• **SELECTION**:
--- START ---

And I am *totally clueless* on what I need and/or what I want.

At the moment, all 3 of my existing tanks have Coralife CF fixtures: 4 x 65W over 24" tall 75G, 2 x 65W over 20" tall 37G corner and 1 x 96K quad over 18" tall ~24G "nano cube" knock-off, all with 6700 Coralife bulbs. All tanks have the same pH, kH, gH, TDS, nitrates, Fe, substrate, similar plants, bio-load, ferts, temperature, water changes, filters, no co2 except Excel, etc, etc, etc. And all tanks are doing differently. The nano-cube is doing the best: I can grow anything, no algae. 75G now has diatom issues on swords (10 year-old tank), and the corner 37G is a constant maintenance headache. Feels like 1 out of 3 is always out of whack and they are taking turns every 6 months or so. (1 out of 4 would make a better ratio ).

And for the life of me I am hard pressed to find or to understand the correlations or dependencies. (Must be the reason why I stay with the hobby).

T5HO? CFs? MH? LEDs? Watts? Lumens? PARs? 10K? More red or blue? $50 at HomeDepot or $795 at on-line retailer.

Fun. Back to my spreadsheet.


----------



## popomon

> Oh boy, here we go again. In short I'm working on a brand new set-up: 48 x 18 x 18 open top glass tank with some hopped-for emersed growth. I spent about a week full-time doing research on the web and talking to friends in the hobby. Lo and behold, you've guessed it, the only major piece left is lighting.
> 
> And I am totally clueless on what I need and/or what I want.
> 
> At the moment, all 3 of my existing tanks have Coralife CF fixtures: 4 x 65W over 24" tall 75G, 2 x 65W over 20" tall 37G corner and 1 x 96K quad over 18" tall ~24G "nano cube" knock-off, all with 6700 Coralife bulbs. All tanks have the same pH, kH, gH, TDS, nitrates, Fe, substrate, similar plants, bio-load, ferts, temperature, water changes, filters, no co2 except Excel, etc, etc, etc. And all tanks are doing differently. The nano-cube is doing the best: I can grow anything, no algae. 75G now has diatom issues on swords (10 year-old tank), and the corner 37G is a constant maintenance headache. Feels like 1 out of 3 is always out of whack and they are taking turns every 6 months or so. (1 out of 4 would make a better ratio ).
> 
> And for the life of me I am hard pressed to find or to understand the correlations or dependencies. (Must be the reason why I stay with the hobby).
> 
> T5HO? CFs? MH? LEDs? Watts? Lumens? PARs? 10K? More red or blue? $50 at HomeDepot or $795 at on-line retailer.
> 
> Fun. Back to my spreadsheet.

--- END ---

• **EXERCISE A**: For each statement below, say yes or no according to the thread about aquarium lighting, and quote the words that settle it: (i) The 75G tank has diatom issues on swords. (ii) The corner 37G tank is doing the best of the three. (iii) The new set-up is a 48 x 18 x 18 open top glass tank.

• **Contour annotation records**:
--- START ---

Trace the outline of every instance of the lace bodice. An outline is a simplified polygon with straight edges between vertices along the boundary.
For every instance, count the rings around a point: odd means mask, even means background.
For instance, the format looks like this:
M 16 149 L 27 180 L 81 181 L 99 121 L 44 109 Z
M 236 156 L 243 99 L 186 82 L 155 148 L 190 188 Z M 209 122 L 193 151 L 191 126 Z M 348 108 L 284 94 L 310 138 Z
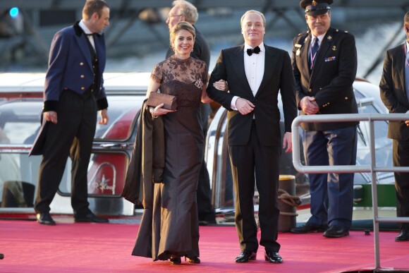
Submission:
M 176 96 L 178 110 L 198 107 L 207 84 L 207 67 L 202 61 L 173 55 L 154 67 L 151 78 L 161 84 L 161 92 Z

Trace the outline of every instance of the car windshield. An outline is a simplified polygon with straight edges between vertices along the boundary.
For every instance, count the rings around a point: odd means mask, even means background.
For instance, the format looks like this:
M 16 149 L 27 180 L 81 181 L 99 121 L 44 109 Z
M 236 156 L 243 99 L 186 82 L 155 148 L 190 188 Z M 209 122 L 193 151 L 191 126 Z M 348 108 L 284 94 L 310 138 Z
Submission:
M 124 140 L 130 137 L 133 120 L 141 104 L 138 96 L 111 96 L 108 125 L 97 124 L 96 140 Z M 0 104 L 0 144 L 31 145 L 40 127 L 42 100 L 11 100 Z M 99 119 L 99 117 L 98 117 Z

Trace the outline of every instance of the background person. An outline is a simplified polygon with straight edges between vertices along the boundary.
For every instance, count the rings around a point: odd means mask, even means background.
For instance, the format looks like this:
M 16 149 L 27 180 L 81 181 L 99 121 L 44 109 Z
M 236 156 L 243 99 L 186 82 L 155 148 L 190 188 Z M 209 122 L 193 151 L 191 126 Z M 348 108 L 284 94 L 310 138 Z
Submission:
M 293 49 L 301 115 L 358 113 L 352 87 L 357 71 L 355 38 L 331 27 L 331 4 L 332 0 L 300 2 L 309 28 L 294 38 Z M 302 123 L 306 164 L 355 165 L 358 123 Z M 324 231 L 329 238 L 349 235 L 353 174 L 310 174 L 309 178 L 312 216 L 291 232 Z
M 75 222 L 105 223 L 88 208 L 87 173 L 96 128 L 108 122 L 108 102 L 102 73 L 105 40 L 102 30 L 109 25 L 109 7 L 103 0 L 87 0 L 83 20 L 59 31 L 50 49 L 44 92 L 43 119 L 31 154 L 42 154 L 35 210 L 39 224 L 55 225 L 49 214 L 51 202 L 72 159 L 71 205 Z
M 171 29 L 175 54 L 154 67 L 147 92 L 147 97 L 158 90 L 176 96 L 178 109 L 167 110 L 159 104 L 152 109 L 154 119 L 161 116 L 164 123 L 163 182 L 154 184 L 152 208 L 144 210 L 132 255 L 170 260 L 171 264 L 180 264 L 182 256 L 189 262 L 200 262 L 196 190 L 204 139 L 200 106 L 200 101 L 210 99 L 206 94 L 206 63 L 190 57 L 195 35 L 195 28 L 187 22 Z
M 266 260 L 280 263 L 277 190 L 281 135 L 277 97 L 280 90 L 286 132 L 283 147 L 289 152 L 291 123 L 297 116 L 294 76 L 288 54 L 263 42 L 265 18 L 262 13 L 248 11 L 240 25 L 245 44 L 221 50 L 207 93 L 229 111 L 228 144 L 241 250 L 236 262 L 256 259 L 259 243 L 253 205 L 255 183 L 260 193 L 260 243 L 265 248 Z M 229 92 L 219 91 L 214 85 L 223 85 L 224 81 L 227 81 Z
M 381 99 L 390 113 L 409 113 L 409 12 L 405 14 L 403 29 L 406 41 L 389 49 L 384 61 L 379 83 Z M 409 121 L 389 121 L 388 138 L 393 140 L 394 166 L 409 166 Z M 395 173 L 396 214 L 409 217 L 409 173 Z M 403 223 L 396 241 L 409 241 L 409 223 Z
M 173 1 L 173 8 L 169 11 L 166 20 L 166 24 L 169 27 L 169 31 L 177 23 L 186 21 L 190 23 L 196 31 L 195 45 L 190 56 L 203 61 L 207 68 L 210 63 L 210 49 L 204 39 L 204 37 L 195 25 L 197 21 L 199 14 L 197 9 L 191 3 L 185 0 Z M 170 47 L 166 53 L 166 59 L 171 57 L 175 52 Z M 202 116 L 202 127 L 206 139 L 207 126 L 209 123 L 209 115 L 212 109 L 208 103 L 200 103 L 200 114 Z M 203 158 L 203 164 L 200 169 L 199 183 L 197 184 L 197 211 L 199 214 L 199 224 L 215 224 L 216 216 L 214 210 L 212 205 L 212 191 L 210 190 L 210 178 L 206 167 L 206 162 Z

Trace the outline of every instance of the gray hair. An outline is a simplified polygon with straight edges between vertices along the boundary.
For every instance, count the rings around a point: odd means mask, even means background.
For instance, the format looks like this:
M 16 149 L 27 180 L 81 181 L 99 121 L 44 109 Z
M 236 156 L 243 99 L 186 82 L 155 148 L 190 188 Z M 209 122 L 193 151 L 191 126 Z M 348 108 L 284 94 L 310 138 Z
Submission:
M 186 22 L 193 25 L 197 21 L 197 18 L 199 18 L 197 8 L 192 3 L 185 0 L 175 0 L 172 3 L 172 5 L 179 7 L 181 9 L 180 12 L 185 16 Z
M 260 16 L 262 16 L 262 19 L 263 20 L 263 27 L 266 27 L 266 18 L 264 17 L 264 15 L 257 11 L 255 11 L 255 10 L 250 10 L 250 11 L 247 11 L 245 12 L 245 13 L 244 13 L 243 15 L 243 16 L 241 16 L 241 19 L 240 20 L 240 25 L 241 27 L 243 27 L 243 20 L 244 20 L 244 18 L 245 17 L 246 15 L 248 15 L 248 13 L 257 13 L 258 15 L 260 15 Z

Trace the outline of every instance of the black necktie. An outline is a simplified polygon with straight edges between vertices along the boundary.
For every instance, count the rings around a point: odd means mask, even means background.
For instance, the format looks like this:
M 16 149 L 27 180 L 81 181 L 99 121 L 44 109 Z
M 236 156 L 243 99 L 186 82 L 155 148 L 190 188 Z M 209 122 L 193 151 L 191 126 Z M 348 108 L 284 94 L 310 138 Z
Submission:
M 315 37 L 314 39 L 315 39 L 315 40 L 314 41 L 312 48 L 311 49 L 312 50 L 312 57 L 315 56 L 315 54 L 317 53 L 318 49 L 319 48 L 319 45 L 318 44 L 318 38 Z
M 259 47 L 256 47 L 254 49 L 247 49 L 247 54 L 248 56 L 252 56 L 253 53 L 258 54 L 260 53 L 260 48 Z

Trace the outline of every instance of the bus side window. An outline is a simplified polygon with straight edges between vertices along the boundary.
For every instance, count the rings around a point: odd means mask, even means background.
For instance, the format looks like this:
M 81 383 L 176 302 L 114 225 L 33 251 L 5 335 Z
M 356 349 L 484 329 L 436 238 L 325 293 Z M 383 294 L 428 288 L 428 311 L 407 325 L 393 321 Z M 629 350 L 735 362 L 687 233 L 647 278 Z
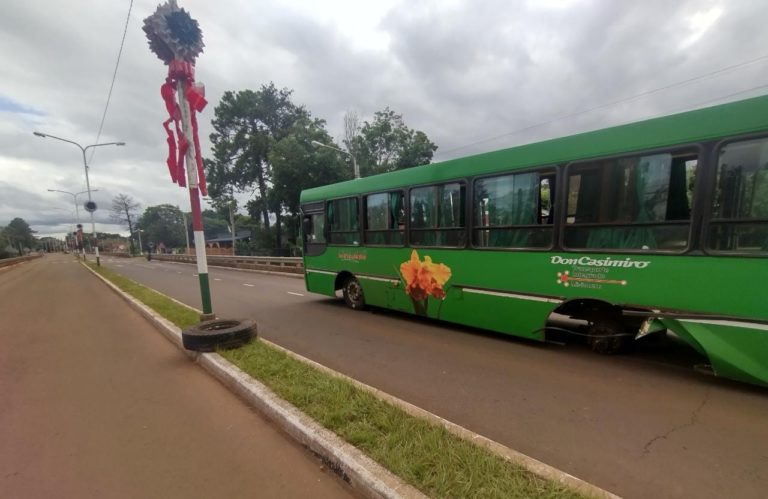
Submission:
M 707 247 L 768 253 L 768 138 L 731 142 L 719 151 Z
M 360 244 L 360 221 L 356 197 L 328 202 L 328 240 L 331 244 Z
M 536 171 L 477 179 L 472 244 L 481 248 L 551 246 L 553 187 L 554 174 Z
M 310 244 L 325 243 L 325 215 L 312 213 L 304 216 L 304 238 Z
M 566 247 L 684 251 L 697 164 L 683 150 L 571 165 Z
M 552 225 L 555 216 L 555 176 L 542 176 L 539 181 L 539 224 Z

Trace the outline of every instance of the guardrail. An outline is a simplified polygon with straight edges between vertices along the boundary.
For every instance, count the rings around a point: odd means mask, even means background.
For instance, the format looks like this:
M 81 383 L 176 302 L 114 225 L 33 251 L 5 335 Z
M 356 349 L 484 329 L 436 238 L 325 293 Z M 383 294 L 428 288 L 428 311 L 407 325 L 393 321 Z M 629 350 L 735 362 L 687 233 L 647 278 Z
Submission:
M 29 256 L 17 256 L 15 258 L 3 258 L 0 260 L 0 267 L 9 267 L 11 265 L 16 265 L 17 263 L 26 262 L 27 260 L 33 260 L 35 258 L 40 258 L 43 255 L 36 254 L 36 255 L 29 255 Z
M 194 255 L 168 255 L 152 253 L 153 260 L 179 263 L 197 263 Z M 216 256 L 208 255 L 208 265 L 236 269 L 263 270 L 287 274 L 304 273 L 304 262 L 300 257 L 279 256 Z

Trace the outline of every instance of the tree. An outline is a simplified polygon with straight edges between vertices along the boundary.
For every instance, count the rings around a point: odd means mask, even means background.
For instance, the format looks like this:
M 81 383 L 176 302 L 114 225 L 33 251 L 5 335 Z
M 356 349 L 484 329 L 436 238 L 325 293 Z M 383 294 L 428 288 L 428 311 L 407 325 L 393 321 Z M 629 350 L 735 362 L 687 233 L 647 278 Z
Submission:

--- END ---

• **EXERCISE B**: Reproduce everything in the records from the line containing "Trace the outline of every instance of the gray" down to the line containing "M 186 22 L 193", with both of those lines included.

• **FINAL RESULT A**:
(i) Yes: "75G now has diatom issues on swords"
(ii) No: "The nano-cube is doing the best"
(iii) Yes: "48 x 18 x 18 open top glass tank"

• **FINAL RESULT B**:
Trace the outline of every instance of the gray hair. An outline is a simplified polygon with straight edges between vertices along the boundary.
For every instance, count the rings around a point: odd means mask, even means background.
For instance, the format looks like this:
M 16 149 L 27 180 L 81 181 L 99 121 L 44 109 Z
M 236 156 L 243 99 L 186 82 L 155 148 L 190 188 Z M 209 122 L 193 151 L 191 126 Z M 348 108 L 284 94 L 310 138 Z
Submission:
M 186 22 L 193 25 L 197 21 L 197 18 L 199 18 L 197 8 L 192 3 L 185 0 L 175 0 L 172 3 L 172 5 L 179 7 L 181 9 L 180 12 L 185 16 Z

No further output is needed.